#### [Selected passage]
◆ ◆ ◆

Subscribe to DSC Newsletter

A methodology for solving problems with DataScience for Internet of Things - Part One


This two part blog is based on my forthcoming book:  Data Science for Internet of Things.

It is also the basis for the course I teach  Data Science for Internet of Things Course.  I will be syndicating sections of the book on the Data Science Central blog.  Welcome your comments.  Please email me at ajit.jaokar at  - Email me also for a pdf version if you are interested in joining the course


Here, we start off with the question:  At which points could you apply analytics to the IoT ecosystem and what are the implications?  We then extend this to a broader question:  Could we formulate a methodology to solve Data Science for IoT problems?  I have illustrated my thinking through a number of companies/examples.  I personally work with an Open Source strategy (based on R, Spark and Python) but  the methodology applies to any implementation. We are currently working with a range of implementations including AWS, Azure, GE Predix, Nvidia etc.  Thus, the discussion is vendor agnostic.

◆ ◆ ◆

#### [Dataset content]
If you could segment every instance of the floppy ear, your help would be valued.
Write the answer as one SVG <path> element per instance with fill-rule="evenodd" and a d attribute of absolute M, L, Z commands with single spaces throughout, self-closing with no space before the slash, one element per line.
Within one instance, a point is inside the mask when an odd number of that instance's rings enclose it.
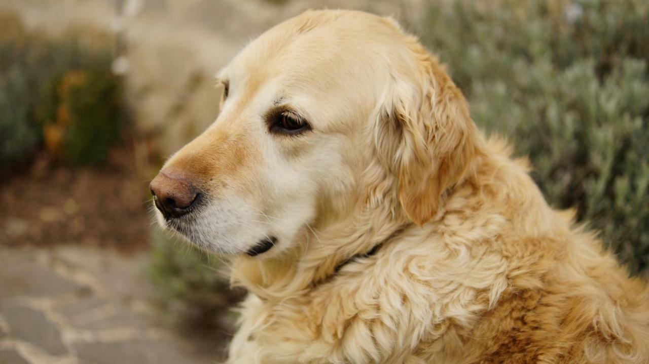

◆ ◆ ◆

#### [Task requirements]
a – In the IoT data science blog post, which technologies is the open source strategy based on?
b – Reproduce the part of the IoT data science blog post that begins with the words containing "Here, we start" and ends with "is vendor agnostic.".

#### [Solved problems]
a – R, Spark and Python.

b –
Here, we start off with the question:  At which points could you apply analytics to the IoT ecosystem and what are the implications?  We then extend this to a broader question:  Could we formulate a methodology to solve Data Science for IoT problems?  I have illustrated my thinking through a number of companies/examples.  I personally work with an Open Source strategy (based on R, Spark and Python) but  the methodology applies to any implementation. We are currently working with a range of implementations including AWS, Azure, GE Predix, Nvidia etc.  Thus, the discussion is vendor agnostic.